-- start EXCERPTED PASSAGE --
[lsb-discuss] FHS Compliance for NFS Mounts

Mike Seda maseda at stanford.edu
Wed Apr 27 14:18:31 PDT 2011


On 04/27/2011 12:23 PM, Wichmann, Mats D wrote:
> lsb-discuss-bounces at lists.linux-foundation.org wrote:
>> Hi All,
>> Here's another OCD question... Where is the best place to mount NFS
>> exports while maintaining FHS compliance?
>>
>> I found this article, which seems to offer a nice solution, but just
>> wanted to check with others to see what their take was:
>> http://blog.loftninjas.org/2008/04/03/fhs-compliance-for-nfs-mounts
> of the choices presented there, /opt is definitely not right, it's
> intended for (non-distro-packaged) app installations.

Right. Using /opt for mount-points is definitely wrong. The choice that 
I was referring to earlier was /srv/nfs.

> beyond that, "it depends".  for example, nfs-served automounted
> home directories ought to appear where they belong, whether or not
> nfs is involved, so I want to see /home/mats whether that comes
> from local storage or from nfs.  A number of other things I
> can think of as being "typical" nfs resources are the same story -
> like things under /usr/share could well come from just one server
> via nfs, rather than being replicated everywhere.

Right. The "it depends" philosophy is definitely true, and I definitely 
agree that certain things should appear in the standard locations, e.g. 
/home.

> in the absence of guidance I bet the rest is open to some
> interpretation.  does this need to be solved in FHS?
-- end EXCERPTED PASSAGE --
-- start MATERIAL SUPPLIED --
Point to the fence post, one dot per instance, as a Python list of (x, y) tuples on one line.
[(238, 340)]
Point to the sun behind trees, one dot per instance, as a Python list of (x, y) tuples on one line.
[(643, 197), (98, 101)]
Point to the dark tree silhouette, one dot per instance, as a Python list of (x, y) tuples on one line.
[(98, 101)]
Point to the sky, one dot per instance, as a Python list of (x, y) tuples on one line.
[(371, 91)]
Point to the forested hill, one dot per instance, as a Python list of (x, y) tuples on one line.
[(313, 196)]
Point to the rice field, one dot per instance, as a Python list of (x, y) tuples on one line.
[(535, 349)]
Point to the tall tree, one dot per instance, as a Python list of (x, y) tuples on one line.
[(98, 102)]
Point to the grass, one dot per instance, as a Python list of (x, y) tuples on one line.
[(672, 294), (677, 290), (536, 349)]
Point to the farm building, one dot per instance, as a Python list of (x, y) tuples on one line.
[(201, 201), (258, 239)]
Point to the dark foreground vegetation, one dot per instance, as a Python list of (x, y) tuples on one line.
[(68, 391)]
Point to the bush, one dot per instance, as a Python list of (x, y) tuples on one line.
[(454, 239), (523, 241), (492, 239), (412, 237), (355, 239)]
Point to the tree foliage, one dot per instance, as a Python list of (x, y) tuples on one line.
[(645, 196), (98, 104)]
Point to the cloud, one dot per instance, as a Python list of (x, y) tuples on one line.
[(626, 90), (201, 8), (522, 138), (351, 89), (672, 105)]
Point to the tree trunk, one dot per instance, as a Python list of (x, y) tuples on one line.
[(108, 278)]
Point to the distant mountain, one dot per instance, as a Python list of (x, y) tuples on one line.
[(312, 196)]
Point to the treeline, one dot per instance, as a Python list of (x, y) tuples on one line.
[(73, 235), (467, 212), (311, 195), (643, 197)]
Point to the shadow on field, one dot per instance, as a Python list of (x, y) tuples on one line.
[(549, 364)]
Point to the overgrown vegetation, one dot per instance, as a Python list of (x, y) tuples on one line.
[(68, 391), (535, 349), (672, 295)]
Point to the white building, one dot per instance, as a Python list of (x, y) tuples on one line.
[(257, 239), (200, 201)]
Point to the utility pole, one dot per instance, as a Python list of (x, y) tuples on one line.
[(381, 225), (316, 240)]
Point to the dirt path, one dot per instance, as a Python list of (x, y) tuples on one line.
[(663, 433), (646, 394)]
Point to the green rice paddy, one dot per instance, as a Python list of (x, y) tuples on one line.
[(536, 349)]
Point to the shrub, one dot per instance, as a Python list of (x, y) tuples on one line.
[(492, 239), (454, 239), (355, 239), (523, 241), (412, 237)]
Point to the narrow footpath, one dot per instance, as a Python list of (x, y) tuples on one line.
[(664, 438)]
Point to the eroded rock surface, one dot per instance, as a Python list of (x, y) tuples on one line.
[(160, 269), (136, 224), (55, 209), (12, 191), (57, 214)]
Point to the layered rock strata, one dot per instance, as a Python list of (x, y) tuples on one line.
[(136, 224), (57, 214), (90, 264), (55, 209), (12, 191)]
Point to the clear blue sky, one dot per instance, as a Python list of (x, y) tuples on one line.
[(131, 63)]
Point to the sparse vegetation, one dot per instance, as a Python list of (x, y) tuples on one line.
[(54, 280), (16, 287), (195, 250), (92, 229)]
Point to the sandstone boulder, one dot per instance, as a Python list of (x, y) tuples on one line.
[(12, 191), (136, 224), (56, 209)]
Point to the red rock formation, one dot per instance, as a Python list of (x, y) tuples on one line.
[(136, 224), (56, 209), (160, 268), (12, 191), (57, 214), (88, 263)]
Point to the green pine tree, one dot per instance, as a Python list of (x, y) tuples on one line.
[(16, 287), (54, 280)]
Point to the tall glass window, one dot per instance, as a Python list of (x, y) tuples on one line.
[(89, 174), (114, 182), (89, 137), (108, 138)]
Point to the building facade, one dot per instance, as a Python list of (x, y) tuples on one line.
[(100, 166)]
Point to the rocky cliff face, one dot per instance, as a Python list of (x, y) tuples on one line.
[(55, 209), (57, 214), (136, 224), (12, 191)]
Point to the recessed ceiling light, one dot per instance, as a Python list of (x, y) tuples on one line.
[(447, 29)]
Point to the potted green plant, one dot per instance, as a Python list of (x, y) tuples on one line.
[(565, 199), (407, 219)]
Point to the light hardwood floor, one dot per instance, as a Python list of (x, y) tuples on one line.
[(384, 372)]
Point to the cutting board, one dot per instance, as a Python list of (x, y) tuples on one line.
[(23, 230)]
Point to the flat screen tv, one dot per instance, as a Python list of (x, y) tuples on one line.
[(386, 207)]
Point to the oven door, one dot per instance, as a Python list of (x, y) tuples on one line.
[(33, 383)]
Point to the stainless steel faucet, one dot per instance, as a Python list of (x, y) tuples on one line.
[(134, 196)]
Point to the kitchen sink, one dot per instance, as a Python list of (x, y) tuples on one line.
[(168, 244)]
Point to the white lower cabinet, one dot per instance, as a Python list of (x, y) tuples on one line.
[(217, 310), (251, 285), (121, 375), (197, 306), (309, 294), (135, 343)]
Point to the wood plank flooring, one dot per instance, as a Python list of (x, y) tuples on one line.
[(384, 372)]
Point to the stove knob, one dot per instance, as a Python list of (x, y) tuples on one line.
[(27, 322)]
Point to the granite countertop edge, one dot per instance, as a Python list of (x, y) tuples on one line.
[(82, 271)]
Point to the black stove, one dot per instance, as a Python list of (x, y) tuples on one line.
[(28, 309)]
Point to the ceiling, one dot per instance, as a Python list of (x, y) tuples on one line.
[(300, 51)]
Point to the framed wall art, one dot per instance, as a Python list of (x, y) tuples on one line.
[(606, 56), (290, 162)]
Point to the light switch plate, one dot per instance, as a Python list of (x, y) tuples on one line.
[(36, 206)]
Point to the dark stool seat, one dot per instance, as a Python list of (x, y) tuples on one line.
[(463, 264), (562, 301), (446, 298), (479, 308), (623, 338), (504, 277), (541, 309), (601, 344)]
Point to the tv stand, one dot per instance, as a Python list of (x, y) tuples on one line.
-- end MATERIAL SUPPLIED --
PROBLEMS TO WORK ON —
- 1) Answer these about the mailing-list thread on NFS mounts:
(a) Which directory does the reply say is definitely not right, and what is it intended for?
(b) Which choice was Mike Seda referring to earlier?
(c) Which path does Mats want to see whether it comes from local storage or from NFS?
- 2) Carry on the mailing-list thread on NFS mounts from its last line.

ANSWERS —
- 1)
(a) /opt, which is intended for non-distro-packaged app installations.
(b) /srv/nfs.
(c) /home/mats.

- 2)
Well, I guess I was just looking to FHS for some direction. I was just 
hoping that I could get some best practice approaches from it.

> My own
> completely personal interpretation is I'd use /srv for services
> provided by this machine, so web pages, ftp store, etc; rather
> than things served up by other machines.  But that's just one opinion.

Yep. Makes sense.

> "mnt is the old school way, but FHS uses the key word 'temporary'" -
> well, I think in many senses, an NFS mount /is/ temporary, it may
> in fact be implemented by a hard mount from fstab which makes it
> almost as permanent as a local mount (almost because the server
> could be unavailable sometimes while the local machine is not),
> but more often I expect automouting on-demand behavior and that
> seems to fit the criteria of temporary.

The word "temporary" is definitely what caused some confusion for me, 
and probably others, as well. I guess the takehome for me is that it's 
all about how the sysadmin interprets the FHS... Kind of like how a 
Supreme Court Justice interprets the constitution or something. :-)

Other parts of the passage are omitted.